### QUESTIONS ON THE MATERIAL
1) In the article about the epilepsy research grant, how much money did the NIH give the team?
2) Go on with the article about the University of Kentucky epilepsy research grant from where it stops.

### TEXT PROVIDED
◇ ◇ ◇

By Mallory Olson and Hillary Smith
A $2.9 million grant from the National Institutes of Health (NIH) is supporting a multidisciplinary team of University of Kentucky researchers in continuing their work to find therapeutic strategies to resolve neurovascular inflammation and repair blood-brain barrier dysfunction in epilepsy.
Bjoern Bauer, Ph.D., associate professor, College of Pharmacy, is the principal investigator. A group of researchers from Sanders-Brown Center on Aging are co-investigators, including Anika Hartz, Ph.D., associate professor, College of Medicine; Dick Kryscio, Ph.D., professor, College of Arts & Sciences; and Ai-Ling Lin, Ph.D., associate professor, Department of Pharmacology & Nutritional Sciences. Jim Pauly, Ph.D., professor, College of Pharmacy; Sridhar Sunderam, Ph.D., associate professor, College of Engineering; and Bret Smith, Ph.D., professor, College of Medicine, are also co-investigators, who will bring their unique perspective and area of expertise to the team. Their collaboration has been a critical pillar to the group's success, allowing them to look at epilepsy from multiple angles.

◇ ◇ ◇

### SUPPLIED RECORDS
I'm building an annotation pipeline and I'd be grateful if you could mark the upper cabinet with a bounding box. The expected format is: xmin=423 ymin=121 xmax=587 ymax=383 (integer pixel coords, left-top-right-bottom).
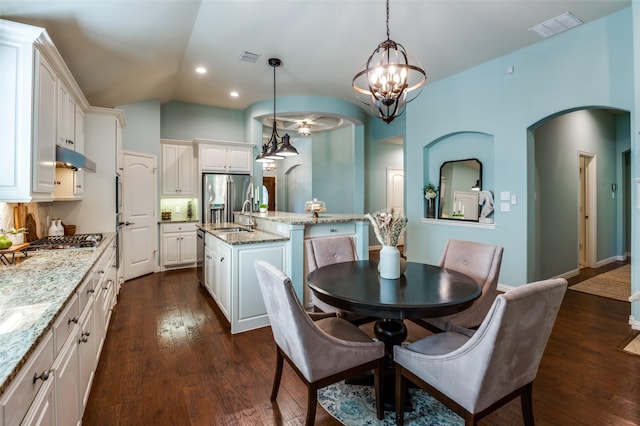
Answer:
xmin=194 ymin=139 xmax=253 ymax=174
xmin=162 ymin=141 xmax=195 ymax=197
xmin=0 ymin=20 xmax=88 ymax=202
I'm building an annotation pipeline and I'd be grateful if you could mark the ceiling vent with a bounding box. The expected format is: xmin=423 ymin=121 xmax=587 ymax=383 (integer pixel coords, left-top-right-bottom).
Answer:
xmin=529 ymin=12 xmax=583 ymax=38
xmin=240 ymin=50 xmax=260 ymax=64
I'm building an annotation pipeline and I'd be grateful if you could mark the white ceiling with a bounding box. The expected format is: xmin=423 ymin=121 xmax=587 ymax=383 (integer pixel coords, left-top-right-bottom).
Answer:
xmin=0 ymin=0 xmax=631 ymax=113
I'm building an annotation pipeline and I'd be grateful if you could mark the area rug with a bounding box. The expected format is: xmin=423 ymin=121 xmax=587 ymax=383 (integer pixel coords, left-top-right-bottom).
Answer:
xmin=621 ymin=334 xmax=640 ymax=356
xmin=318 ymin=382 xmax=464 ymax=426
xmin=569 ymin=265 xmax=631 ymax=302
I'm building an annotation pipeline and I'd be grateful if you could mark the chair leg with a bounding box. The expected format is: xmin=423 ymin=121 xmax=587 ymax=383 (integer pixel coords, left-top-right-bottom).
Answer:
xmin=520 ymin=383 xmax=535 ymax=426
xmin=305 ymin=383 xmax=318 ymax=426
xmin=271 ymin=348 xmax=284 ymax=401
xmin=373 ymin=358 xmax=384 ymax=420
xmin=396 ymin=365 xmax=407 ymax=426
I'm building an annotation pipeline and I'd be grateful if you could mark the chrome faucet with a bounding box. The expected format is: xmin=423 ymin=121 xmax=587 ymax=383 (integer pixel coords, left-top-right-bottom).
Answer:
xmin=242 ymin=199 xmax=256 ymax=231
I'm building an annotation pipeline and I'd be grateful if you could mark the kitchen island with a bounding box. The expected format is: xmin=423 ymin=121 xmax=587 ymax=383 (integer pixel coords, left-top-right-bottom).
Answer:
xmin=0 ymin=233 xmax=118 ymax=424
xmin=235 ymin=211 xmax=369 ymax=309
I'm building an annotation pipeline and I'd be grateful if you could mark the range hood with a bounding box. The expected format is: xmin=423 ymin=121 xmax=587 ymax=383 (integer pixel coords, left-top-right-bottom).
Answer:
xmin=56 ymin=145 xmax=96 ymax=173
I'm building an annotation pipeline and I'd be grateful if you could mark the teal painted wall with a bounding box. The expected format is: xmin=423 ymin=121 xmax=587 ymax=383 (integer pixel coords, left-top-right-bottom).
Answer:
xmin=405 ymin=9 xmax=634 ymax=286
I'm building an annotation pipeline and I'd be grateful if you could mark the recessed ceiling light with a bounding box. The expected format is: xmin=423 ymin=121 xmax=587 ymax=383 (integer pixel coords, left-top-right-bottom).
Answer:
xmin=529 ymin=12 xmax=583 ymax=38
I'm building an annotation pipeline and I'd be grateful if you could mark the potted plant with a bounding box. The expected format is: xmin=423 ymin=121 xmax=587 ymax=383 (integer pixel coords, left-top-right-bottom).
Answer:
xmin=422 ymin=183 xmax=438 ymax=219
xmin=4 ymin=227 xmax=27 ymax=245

◇ ◇ ◇

### WRITTEN ANSWERS
1) $2.9 million

2)
In 2015, more than 3.4 million adults were diagnosed with epilepsy. While progress is being made, some 30% of people with epilepsy still do not respond well to their current anti-seizure medications. Researchers, including this team from UK, are continuously looking for ways to make a dent in these numbers and to find alternative treatment for patients.
UK's team focuses on the blood-brain barrier in relation to epilepsy and other brain disorders, like brain tumors and Alzheimer's disease, and are making significant strides toward discovering alternative treatment methods.
"This grant will allow us to continue our research and potentially change the way future researchers approach epilepsy and other neurological diseases," Bauer said. "Understanding blood-brain barrier function is critical for devising new therapeutic strategies to enhance brain drug delivery, improving brain protection and treating brain disorders."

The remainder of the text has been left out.